** Opening Extract block **
With the arrival of the holiday season this year, the cardinal rule in Montana shines brighter than ever, like the star on top of my Christmas tree: We help our neighbors and community in trying times of need.

A slight wave as two cars pass on the highway isn’t just a friendly greeting to a stranger, but a promise that if I break down in a blizzard outside Two Dot, I won’t be stranded alone for long. And if I’ve been blessed to earn well and cover rent and bills, I know I’m not the only one tipping twenty, thirty, forty percent to a waiter, delivery driver or barista.

“It is a fair, even-handed, noble adjustment of things, that while there is infection in disease and sorrow, there is nothing in the world so irresistibly contagious as laughter and good humor,” Charles Dickens wrote in the timely classic, A Christmas Carol, referring to small, sickly Tiny Tim and his cheerfully exclamation, “God Bless us, everyone!”Amidst these days of such hardship and pain, I can’t help but ponder what the story of Tiny Tim, Ebenezer Scrooge and Bob Cratchit has to say.

By the time the year is over, the CARES ACT will expire. 12 million unemployed Americans will lose unemployment benefits the day after Christmas, all of which will result in millions of Americans falling into poverty. The Pandemic Unemployment Assistance Program, which supports more than 7 million people, also ends the day after Christmas.

The Pandemic Unemployment Assistance program allows independent contractors, the self-employed and gig workers to qualify for payments. It also opens up the program to those who can't work because of the pandemic--if they or family members are ill, quarantining, or their children's schools are closed.
** Closing Extract block **
** Opening The data block **
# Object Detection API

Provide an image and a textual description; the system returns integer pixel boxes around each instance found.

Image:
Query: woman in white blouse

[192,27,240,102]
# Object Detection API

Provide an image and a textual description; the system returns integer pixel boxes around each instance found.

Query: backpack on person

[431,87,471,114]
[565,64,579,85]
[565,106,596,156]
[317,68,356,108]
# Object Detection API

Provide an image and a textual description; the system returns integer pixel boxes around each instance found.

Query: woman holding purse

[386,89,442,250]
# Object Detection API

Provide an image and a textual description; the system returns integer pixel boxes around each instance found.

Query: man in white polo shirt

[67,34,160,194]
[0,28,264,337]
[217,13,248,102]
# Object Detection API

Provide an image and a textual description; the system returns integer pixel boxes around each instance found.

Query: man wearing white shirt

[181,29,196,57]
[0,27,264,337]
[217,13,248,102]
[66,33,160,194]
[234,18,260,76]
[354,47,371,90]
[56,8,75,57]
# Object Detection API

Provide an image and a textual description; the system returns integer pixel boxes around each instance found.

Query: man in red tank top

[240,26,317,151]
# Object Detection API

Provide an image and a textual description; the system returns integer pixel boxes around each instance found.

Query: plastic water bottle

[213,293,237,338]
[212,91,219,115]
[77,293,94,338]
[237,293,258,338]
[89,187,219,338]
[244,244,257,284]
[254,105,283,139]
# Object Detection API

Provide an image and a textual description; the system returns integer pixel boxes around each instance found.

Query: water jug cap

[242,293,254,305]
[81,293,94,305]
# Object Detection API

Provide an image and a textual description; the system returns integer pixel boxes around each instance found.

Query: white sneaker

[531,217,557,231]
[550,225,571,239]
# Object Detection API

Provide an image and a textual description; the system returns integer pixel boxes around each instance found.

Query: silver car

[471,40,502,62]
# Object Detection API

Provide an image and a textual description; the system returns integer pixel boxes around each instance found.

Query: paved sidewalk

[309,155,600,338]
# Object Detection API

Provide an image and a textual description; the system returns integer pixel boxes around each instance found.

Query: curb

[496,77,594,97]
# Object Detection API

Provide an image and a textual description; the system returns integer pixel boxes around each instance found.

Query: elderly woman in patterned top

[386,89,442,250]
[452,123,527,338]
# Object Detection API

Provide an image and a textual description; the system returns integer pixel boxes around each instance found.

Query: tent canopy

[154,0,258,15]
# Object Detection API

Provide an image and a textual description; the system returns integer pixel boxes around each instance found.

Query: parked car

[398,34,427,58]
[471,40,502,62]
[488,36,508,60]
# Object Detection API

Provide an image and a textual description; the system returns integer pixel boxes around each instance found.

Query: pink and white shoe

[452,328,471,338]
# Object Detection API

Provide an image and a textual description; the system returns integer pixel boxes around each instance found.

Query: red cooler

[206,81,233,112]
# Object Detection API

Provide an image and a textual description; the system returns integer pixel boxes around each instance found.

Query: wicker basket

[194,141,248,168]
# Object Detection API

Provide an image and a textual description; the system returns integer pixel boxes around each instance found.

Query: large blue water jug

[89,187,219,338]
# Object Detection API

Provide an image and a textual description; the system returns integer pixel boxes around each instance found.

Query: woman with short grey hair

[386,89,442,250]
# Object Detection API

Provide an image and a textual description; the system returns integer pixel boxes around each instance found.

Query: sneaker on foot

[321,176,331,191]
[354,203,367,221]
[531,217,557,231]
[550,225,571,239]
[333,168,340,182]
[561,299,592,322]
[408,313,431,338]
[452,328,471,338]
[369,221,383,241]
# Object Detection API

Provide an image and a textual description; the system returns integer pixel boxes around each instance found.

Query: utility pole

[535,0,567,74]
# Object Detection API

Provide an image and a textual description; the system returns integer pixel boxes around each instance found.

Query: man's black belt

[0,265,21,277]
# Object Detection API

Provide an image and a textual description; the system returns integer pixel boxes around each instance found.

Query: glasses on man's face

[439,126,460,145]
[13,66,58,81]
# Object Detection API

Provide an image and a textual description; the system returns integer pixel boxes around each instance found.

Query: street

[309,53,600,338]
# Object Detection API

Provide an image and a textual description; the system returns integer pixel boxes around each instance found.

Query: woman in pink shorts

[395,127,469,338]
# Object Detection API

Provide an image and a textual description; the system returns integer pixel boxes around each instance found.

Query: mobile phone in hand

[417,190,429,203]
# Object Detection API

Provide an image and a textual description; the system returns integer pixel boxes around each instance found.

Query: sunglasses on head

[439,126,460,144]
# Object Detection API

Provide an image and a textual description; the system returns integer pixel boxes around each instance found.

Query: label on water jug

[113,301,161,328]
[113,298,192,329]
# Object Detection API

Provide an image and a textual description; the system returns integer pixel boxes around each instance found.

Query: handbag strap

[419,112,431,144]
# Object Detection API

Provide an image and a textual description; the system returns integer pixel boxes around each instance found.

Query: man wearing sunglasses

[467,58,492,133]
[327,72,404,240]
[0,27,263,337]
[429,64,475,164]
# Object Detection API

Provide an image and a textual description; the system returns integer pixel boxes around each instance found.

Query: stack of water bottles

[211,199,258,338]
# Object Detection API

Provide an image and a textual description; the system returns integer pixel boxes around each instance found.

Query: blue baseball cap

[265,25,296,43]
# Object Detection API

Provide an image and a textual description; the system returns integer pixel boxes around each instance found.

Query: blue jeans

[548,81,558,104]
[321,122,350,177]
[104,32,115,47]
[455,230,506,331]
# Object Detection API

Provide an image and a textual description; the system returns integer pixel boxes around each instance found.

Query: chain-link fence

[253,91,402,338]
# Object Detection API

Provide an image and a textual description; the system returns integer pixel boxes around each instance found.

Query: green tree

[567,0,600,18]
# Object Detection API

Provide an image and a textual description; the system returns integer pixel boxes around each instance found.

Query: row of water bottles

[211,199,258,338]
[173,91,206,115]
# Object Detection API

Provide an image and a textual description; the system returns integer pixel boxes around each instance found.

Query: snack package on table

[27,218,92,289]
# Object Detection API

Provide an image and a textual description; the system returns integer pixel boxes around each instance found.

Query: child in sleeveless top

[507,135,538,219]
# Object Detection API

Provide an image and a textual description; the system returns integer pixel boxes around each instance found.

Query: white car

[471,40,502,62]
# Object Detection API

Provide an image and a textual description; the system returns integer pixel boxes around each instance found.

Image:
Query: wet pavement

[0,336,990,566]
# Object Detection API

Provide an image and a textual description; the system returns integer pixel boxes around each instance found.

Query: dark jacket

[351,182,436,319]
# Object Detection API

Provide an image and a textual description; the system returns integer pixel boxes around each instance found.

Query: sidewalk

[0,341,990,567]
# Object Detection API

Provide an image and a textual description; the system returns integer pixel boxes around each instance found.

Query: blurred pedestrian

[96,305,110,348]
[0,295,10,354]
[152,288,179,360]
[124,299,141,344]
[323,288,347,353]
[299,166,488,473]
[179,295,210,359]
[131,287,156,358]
** Closing The data block **
** Opening The data block **
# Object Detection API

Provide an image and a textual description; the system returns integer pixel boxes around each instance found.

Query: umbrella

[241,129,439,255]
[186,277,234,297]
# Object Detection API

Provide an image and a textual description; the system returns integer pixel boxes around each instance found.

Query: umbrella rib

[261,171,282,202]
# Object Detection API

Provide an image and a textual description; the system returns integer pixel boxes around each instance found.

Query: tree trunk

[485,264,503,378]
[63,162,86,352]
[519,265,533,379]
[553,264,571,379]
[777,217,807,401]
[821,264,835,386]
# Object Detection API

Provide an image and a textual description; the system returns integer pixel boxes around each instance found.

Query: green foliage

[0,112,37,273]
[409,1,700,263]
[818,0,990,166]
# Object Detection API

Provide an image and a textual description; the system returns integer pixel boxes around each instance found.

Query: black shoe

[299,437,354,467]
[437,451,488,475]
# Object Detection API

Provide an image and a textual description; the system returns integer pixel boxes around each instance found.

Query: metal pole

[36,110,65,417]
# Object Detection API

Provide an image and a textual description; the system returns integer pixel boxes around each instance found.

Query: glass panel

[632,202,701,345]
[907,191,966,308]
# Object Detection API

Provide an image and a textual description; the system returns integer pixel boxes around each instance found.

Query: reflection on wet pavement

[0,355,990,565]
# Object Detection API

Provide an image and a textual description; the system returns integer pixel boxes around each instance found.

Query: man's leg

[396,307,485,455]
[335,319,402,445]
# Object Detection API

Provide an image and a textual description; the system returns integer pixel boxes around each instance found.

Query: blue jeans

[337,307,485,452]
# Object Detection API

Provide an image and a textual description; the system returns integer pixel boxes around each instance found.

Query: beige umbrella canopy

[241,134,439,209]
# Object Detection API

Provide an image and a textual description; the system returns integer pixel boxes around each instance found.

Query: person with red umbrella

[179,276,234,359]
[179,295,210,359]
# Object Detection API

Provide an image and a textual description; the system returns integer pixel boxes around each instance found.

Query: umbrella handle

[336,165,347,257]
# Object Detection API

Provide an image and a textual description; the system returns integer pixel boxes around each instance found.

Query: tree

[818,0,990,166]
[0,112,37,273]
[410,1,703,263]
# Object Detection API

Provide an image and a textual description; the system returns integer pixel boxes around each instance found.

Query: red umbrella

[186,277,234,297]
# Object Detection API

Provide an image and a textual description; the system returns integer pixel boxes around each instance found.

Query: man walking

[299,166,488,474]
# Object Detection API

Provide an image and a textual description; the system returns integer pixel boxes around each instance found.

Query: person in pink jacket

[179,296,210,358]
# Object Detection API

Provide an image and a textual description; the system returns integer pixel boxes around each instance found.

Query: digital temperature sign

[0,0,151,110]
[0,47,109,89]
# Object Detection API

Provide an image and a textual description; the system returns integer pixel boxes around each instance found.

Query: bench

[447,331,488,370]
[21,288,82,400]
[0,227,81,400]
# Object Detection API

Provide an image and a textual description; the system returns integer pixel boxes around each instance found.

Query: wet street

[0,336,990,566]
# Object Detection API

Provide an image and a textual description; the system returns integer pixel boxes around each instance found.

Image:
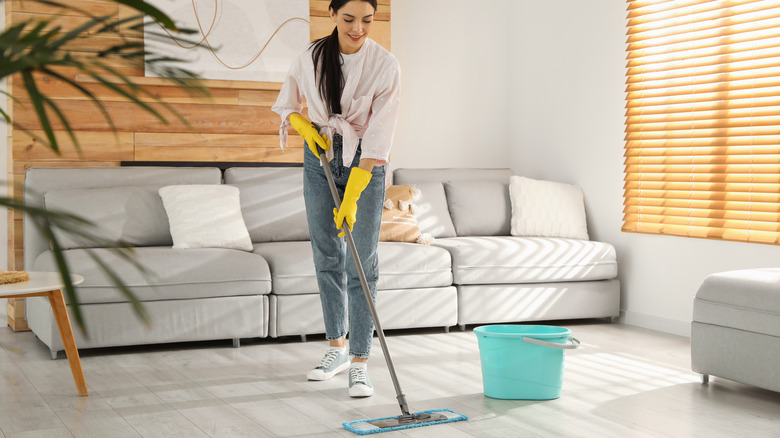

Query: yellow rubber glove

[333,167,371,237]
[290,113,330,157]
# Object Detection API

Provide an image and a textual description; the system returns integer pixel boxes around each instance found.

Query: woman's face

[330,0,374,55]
** Closing The data block **
Work instructions
According to the holiday essay, when does the Pandemic Unemployment Assistance Program end?

Worked solution
It ends the day after Christmas.